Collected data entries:
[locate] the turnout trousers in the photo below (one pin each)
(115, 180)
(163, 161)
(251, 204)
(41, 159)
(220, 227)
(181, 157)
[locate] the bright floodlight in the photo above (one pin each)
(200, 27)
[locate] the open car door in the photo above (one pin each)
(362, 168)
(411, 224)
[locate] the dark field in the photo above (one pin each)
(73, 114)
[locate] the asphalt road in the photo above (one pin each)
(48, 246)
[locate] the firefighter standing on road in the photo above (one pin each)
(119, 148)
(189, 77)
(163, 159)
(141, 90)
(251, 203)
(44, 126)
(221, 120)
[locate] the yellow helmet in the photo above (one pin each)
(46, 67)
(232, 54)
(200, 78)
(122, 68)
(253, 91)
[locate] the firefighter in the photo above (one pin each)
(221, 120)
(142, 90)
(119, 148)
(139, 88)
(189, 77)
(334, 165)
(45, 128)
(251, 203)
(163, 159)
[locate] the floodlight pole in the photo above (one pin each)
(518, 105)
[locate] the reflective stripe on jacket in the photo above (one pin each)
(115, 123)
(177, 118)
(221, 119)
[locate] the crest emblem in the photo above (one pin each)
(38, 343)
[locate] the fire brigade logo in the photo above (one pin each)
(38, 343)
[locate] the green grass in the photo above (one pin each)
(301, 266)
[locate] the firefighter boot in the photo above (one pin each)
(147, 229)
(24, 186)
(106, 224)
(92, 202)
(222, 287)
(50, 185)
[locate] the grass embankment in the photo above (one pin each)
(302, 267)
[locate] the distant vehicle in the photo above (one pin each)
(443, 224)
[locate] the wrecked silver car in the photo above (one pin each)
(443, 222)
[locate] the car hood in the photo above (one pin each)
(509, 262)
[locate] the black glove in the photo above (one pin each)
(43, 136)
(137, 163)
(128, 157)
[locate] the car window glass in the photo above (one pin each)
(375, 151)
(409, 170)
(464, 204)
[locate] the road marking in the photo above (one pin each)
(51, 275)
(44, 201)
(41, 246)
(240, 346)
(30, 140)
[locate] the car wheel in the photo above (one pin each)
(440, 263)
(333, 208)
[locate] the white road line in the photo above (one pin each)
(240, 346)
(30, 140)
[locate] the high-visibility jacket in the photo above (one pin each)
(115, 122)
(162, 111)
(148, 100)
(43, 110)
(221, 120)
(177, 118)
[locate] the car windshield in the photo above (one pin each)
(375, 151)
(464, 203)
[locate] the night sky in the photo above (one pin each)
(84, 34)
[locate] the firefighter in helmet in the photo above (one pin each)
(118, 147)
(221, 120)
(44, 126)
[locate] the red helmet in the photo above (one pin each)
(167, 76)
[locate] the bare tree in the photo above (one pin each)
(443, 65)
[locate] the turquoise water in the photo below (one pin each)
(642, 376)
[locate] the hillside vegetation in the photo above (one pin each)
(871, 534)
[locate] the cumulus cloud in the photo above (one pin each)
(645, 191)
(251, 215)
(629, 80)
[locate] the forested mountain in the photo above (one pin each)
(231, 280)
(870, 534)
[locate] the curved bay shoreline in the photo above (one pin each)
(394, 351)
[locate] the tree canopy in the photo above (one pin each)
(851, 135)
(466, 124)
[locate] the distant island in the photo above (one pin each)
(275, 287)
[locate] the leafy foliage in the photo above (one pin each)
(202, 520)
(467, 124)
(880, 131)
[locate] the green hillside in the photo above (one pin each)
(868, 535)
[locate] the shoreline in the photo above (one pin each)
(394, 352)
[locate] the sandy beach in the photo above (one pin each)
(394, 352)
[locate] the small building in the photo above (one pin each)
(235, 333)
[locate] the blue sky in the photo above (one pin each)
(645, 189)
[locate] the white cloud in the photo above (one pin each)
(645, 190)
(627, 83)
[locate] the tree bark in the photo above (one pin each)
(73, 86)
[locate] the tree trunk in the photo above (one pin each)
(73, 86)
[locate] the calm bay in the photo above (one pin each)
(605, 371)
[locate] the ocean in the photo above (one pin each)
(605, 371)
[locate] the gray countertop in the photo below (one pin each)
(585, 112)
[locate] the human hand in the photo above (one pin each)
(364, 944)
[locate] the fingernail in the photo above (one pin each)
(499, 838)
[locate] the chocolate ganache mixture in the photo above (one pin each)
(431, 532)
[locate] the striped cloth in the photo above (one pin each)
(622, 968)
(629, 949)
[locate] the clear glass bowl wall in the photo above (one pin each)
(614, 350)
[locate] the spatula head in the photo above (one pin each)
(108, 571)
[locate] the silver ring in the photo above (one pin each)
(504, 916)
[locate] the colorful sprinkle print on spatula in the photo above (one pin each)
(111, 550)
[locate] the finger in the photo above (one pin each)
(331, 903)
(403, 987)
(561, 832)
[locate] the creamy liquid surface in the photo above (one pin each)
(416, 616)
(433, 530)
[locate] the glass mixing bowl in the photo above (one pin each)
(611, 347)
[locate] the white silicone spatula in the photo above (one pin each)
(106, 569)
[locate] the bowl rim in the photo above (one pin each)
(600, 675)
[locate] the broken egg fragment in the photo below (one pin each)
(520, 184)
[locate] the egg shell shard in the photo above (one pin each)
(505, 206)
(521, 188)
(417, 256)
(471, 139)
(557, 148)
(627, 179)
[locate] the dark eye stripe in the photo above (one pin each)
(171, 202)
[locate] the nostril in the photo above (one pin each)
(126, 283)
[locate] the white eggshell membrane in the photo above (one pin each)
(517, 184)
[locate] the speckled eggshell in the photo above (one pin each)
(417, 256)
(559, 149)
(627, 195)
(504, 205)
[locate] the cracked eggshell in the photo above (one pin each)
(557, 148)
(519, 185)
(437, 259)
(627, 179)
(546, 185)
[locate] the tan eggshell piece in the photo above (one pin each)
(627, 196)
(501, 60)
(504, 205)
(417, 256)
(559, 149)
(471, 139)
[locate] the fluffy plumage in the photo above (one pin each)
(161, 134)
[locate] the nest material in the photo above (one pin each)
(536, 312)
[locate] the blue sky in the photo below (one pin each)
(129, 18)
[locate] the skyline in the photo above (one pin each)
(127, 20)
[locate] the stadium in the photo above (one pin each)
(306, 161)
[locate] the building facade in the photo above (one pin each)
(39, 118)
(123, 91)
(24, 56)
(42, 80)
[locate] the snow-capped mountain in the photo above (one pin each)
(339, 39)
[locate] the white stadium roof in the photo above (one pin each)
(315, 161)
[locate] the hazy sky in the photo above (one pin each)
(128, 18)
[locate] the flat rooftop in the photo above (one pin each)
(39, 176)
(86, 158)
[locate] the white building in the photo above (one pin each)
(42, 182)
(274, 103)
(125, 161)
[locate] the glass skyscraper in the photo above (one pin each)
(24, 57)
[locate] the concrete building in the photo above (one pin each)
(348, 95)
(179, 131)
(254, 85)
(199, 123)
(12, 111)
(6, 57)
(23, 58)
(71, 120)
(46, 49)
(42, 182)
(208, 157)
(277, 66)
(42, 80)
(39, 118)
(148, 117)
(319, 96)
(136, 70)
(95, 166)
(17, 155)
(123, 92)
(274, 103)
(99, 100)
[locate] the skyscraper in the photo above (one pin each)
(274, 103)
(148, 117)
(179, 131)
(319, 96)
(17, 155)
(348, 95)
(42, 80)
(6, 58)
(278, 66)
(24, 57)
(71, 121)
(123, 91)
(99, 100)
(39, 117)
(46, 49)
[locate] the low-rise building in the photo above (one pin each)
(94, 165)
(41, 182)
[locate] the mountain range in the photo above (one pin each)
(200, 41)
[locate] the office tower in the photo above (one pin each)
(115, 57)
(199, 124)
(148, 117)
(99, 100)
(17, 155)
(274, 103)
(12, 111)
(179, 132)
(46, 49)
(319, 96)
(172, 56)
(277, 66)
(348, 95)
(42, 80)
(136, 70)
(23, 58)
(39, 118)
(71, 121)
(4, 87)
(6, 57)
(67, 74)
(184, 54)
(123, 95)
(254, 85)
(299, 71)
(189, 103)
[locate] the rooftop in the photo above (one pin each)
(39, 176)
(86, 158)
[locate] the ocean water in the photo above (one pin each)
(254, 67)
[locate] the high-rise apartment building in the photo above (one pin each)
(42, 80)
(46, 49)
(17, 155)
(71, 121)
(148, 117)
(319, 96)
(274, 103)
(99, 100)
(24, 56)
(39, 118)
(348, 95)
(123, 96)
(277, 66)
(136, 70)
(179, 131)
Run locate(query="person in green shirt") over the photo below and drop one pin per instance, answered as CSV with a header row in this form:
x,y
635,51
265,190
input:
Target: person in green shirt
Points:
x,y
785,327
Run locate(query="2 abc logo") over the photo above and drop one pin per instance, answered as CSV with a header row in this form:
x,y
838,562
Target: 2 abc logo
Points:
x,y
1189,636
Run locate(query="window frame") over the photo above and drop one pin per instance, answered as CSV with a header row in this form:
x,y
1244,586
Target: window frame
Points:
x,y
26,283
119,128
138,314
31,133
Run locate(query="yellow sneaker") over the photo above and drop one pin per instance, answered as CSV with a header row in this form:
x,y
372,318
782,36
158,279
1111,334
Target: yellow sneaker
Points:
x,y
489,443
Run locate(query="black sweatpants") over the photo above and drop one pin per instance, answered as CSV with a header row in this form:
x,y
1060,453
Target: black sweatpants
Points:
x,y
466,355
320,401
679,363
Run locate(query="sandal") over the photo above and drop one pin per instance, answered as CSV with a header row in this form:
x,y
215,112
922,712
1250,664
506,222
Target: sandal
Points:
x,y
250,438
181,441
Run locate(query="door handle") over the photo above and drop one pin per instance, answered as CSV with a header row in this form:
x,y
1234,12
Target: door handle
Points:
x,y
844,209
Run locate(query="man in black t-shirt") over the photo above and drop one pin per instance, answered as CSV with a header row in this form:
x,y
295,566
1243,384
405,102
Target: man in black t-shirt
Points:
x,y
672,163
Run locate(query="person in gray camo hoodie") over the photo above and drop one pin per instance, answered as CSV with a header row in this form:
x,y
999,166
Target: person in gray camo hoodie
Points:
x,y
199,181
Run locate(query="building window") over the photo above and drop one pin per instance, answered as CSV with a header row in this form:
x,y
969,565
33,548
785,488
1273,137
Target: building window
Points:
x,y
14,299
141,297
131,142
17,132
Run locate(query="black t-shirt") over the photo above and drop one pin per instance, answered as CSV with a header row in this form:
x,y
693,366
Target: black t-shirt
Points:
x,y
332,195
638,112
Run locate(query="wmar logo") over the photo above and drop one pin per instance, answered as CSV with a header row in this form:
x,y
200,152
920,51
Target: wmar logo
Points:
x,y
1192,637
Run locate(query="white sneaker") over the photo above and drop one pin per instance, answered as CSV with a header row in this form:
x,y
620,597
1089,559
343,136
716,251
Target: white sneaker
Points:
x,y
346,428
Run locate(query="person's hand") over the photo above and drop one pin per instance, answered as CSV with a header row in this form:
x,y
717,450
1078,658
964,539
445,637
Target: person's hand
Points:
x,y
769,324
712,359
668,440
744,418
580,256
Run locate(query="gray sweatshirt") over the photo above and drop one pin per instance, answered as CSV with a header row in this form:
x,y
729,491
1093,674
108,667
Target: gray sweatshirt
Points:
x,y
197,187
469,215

EXERCISE DETAILS →
Pull out every line of the records that contains the word "door" and list those lines.

ANSWER TO THE EXERCISE →
[locate] the open car door in the photo above (one pin each)
Run locate(query="door handle") over the photo above and drop one pin per instance, answered as CSV with a header row in this form:
Target: door handle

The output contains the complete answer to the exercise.